• _What the task asks_: An exact reproduction of all entries is required.

• _Available records_:
● ● ●

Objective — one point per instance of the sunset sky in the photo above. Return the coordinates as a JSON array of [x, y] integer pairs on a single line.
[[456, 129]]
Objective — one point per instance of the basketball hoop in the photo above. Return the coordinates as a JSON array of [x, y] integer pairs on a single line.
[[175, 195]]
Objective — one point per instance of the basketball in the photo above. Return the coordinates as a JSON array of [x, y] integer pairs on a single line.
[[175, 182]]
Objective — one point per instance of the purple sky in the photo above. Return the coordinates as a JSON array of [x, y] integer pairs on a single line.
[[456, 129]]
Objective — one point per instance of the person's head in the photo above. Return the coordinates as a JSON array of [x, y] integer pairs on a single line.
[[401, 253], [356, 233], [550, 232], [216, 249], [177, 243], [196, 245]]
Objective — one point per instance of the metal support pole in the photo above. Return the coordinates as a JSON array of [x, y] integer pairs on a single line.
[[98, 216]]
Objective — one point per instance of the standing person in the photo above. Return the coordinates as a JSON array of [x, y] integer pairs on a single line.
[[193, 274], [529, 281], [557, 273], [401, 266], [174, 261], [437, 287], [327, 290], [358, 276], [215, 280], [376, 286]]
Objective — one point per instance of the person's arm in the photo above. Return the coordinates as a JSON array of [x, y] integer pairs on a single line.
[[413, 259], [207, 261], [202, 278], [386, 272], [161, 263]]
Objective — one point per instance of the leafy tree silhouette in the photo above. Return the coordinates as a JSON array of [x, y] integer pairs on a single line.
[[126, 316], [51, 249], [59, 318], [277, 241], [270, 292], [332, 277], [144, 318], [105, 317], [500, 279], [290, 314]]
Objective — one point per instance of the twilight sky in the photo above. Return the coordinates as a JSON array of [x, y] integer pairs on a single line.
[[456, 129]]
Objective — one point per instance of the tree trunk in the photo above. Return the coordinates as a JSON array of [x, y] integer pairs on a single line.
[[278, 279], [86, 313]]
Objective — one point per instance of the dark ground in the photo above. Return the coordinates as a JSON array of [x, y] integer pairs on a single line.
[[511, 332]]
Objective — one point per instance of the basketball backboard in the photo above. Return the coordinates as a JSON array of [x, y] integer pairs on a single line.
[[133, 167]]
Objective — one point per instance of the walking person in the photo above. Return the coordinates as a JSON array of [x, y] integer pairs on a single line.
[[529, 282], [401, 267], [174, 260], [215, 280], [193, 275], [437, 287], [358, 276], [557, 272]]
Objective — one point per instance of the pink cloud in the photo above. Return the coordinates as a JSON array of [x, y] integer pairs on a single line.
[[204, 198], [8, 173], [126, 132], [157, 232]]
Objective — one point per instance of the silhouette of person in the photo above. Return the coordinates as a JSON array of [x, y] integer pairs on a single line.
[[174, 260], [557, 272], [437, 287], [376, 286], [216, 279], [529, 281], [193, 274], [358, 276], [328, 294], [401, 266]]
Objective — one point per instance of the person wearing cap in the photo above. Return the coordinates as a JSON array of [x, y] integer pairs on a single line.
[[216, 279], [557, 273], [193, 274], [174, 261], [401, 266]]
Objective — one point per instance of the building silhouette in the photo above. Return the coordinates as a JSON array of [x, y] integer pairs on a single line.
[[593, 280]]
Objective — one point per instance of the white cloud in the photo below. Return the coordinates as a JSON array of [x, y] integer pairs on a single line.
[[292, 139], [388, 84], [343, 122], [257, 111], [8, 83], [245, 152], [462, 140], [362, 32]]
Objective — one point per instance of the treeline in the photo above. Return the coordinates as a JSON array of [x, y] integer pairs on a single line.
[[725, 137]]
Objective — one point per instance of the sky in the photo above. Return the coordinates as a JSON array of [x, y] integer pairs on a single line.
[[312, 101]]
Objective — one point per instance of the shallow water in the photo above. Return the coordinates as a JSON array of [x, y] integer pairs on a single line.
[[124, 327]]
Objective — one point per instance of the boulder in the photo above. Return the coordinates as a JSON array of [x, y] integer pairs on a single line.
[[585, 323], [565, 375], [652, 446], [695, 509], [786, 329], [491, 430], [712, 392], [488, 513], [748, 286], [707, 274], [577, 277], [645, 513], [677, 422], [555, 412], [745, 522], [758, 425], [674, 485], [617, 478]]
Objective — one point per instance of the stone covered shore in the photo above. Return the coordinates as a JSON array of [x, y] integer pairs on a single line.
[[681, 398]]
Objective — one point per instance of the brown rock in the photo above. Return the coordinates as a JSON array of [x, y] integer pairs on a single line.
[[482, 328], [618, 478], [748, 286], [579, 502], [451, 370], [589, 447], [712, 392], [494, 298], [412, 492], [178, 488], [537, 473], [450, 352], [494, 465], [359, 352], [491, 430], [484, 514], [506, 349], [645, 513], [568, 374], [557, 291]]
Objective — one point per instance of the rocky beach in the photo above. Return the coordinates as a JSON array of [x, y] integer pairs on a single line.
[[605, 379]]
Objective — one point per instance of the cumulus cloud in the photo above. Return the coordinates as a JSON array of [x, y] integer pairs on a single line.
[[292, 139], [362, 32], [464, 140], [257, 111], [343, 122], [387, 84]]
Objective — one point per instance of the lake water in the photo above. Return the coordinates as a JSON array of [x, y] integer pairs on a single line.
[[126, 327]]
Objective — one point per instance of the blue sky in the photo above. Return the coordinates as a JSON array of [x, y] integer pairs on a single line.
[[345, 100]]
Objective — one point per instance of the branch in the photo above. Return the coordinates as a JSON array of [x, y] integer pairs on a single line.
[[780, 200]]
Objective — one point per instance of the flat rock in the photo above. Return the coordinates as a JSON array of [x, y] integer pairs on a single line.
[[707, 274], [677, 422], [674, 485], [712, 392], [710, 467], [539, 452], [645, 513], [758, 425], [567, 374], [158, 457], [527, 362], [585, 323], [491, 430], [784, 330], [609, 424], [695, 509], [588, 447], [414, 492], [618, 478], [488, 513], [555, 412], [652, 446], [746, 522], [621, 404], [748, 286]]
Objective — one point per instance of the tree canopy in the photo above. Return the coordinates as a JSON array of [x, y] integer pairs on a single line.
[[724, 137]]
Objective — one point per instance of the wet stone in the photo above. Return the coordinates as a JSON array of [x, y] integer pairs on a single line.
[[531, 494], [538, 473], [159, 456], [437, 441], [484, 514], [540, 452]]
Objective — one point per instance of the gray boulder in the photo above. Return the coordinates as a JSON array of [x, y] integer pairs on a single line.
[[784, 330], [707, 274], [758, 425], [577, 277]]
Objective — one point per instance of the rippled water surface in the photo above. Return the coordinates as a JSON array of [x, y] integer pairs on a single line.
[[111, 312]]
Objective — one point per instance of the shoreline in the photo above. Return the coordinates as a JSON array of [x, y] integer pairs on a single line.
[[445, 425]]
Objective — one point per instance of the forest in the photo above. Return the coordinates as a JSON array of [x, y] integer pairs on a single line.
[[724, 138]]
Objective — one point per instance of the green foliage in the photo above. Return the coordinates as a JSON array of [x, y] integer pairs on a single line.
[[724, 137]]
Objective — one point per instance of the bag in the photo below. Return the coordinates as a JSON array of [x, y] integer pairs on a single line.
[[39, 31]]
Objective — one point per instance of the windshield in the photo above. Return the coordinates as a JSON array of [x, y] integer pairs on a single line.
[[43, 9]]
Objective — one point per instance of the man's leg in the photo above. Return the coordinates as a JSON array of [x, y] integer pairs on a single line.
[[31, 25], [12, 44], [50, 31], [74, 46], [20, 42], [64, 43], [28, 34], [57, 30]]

● ● ●

• _Written response_:
Objective — one point per instance of the sunset sky in the photo above. Return the coordinates as a JSON array of [x, y] integer pairs on a single line.
[[456, 129]]
Objective — one point per instance of the basketball hoop in the photo above. Return the coordinates as a JSON array of [x, y] integer pairs on a single line.
[[175, 195]]
Objective — one point per instance of the basketball in the photo above. Return the coordinates as a JSON array of [x, y] integer pairs on a single line.
[[175, 182]]
Objective — one point per instance of the purple sky in the photo above. Return the coordinates as a JSON array of [x, y] integer pairs on a single line.
[[456, 129]]
Objective — one point per instance of the person's head in the photo above. Return the coordinates as a JSON array of [x, y] integer pairs on a single line.
[[401, 253], [356, 233], [550, 232], [216, 249], [177, 243], [196, 245]]
Objective — one point per instance of the metal support pole in the photo above. Return the coordinates as a JSON array of [x, y] integer pairs on a single line.
[[98, 216]]
Objective — one point per instance of the standing person in the photo above. Return the coordinates as a JSON array of [x, y] integer pairs on a single line.
[[193, 274], [529, 281], [557, 273], [401, 266], [174, 261], [437, 287], [327, 290], [358, 276], [215, 280], [376, 286]]
Objective — one point per instance of the person's arm in the photo above. Return the coordinates as a JSON array of [x, y] integer pairs on a single line.
[[413, 259], [207, 261], [202, 278], [386, 272], [161, 263]]
Objective — one point per instance of the leafy tree silhouette in the photo above. Return the coordinates as a JSON array of [x, y] integer pairs on a single line.
[[126, 316], [51, 249], [59, 318], [277, 241], [270, 292], [332, 277], [144, 318], [105, 317], [500, 279], [290, 314]]
Objective — one point per instance of the twilight sky in the photo above. Return the coordinates as a JSON array of [x, y] integer pairs on a single line.
[[456, 129]]
Objective — one point per instance of the tree trunk in the photo above. Return the coordinates as a JSON array of [x, y] integer pairs on a single line.
[[278, 279], [86, 313]]
Objective — one point per instance of the dark ground in the photo above. Return the coordinates as a JSON array of [x, y] integer pairs on a single line.
[[511, 332]]
Objective — one point per instance of the basketball backboard in the photo above. Return the coordinates as a JSON array of [x, y] integer pairs on a single line.
[[133, 167]]
Objective — one point per instance of the walking person in the photo above. Return the coordinates as a JSON array of [x, y] integer pairs on a single line.
[[529, 282], [401, 267], [174, 260], [215, 280], [193, 275], [437, 287], [358, 276], [557, 272]]
Objective — one point per instance of the pink cloud in the photo above. Return the coordinates as a JSON array of [x, y] integer pairs on a single line.
[[204, 198], [8, 173], [126, 132], [157, 232]]
Objective — one point per instance of the silhouette of person in the photo above. Return the coordinates as a JSON array of [x, y] integer pairs on a single line.
[[174, 260], [557, 272], [437, 287], [376, 286], [216, 279], [529, 281], [193, 274], [358, 276], [328, 294], [401, 266]]
Objective — one point per instance of the person wearing cap in the photo above. Return the coordinates as a JSON array of [x, y] integer pairs on a single line.
[[216, 279], [557, 273], [193, 274], [174, 261], [401, 266]]
Objective — one point per instance of the building silhouette in the photo above. Return the coordinates as a JSON array of [x, y] integer pairs on a single line.
[[593, 280]]
Objective — one point per instance of the white cloud in the photo below. Return the coordinates as a JSON array of [x, y] integer pairs on a single line.
[[292, 139], [388, 84], [343, 122], [257, 111], [8, 83], [245, 152], [462, 140], [362, 32]]
Objective — one point per instance of the treeline in the photo above. Return the coordinates as a JSON array of [x, y] integer pairs on a single line.
[[725, 137]]
Objective — one point per instance of the sky in the photo above. Return the coordinates as a JSON array of [x, y] integer pairs on a single line.
[[312, 101]]
Objective — one point per instance of the shallow water in the photo above. Return the coordinates as a JSON array of [x, y] integer pairs on a single line.
[[124, 327]]
Objective — one point per instance of the boulder in the photo above. Return the coordinates as a JSON array of [x, y] integer pairs on a single line.
[[585, 323], [565, 375], [652, 446], [695, 509], [786, 329], [491, 430], [712, 392], [488, 513], [748, 286], [707, 274], [577, 277], [645, 513], [677, 422], [555, 412], [745, 522], [758, 425], [674, 485], [617, 478]]
Objective — one point per instance of the stone covered shore in the photo above. Return the coordinates as a JSON array of [x, y] integer pairs on a single line.
[[681, 398]]
Objective — one point per instance of the brown rock in the photo above. Return the coordinates as a JSON array of [x, y] integer pairs on a single line.
[[482, 328], [618, 478], [748, 286], [579, 502], [451, 370], [589, 447], [712, 392], [494, 298], [412, 492], [178, 488], [537, 473], [450, 352], [494, 465], [359, 352], [491, 430], [484, 514], [506, 349], [645, 513], [568, 374], [557, 291]]
Objective — one point per instance of the rocky beach in the photo above. Return the coordinates as a JSON array of [x, y] integer pairs on a single line.
[[605, 379]]
Objective — one point per instance of the cumulus cloud in the photo above. Return the coordinates as a JSON array of [x, y] integer pairs on a single line.
[[292, 139], [362, 32], [464, 140], [257, 111], [343, 122], [387, 84]]
Objective — one point per instance of the lake water in the photo above. Return the coordinates as a JSON array of [x, y] integer pairs on a single line.
[[126, 327]]
Objective — one point per instance of the blue sky in the photo above. Return the coordinates as a JSON array of [x, y] integer pairs on a single line.
[[345, 100]]
Objective — one point per instance of the branch in the photo above. Return the coordinates as a JSON array of [x, y] integer pairs on a single line.
[[780, 200]]
Objective — one point per instance of the flat rock in the photo above. Return the coordinates as a JSON array of [x, y] integer pairs on a single line.
[[707, 274], [677, 422], [674, 485], [712, 392], [710, 467], [539, 452], [645, 513], [758, 425], [567, 374], [158, 457], [527, 362], [585, 323], [491, 430], [784, 330], [609, 424], [695, 509], [588, 447], [414, 492], [618, 478], [488, 513], [555, 412], [652, 446], [746, 522], [621, 404], [748, 286]]
Objective — one point per instance of the tree canopy in the photo above. Return the coordinates as a JSON array of [x, y] integer pairs on a single line.
[[724, 137]]
Objective — one point per instance of the wet stone in the photo above. Return the coordinates as a JSON array of [x, y] integer pairs on a single line.
[[531, 494], [538, 473], [159, 456], [437, 441], [484, 514], [540, 452]]
Objective — one point per instance of the gray boulder in the photo above. Return the coordinates as a JSON array of [x, y] integer pairs on a single line.
[[784, 330], [707, 274], [758, 425], [577, 277]]
Objective — one point per instance of the rippled water surface in the photo above. Return the coordinates as a JSON array of [x, y] integer pairs on a single line.
[[111, 312]]
Objective — one point per instance of the shoreline in the photo above. Return the coordinates as a JSON array of [x, y] integer pairs on a single line.
[[445, 425]]
Objective — one point per instance of the forest in the photo above. Return the coordinates as a JSON array of [x, y] integer pairs on a single line.
[[724, 138]]
Objective — one point per instance of the green foliage in the photo above. Return the coordinates as a JSON array of [x, y] integer pairs on a single line.
[[724, 137]]
Objective — one point per instance of the bag in the photo below. Return the coordinates as a JSON array of [x, y] integer pairs on a single line.
[[39, 31]]
Objective — one point per instance of the windshield in the photo above. Return the coordinates as a JSON array of [x, y] integer pairs on a single line.
[[43, 9]]
Objective — one point per instance of the man's leg in the photo above. Return the coordinates as a JSON array of [x, y] integer pairs on a single line.
[[31, 25], [12, 44], [50, 31], [74, 46], [20, 42], [64, 43], [28, 34], [57, 30]]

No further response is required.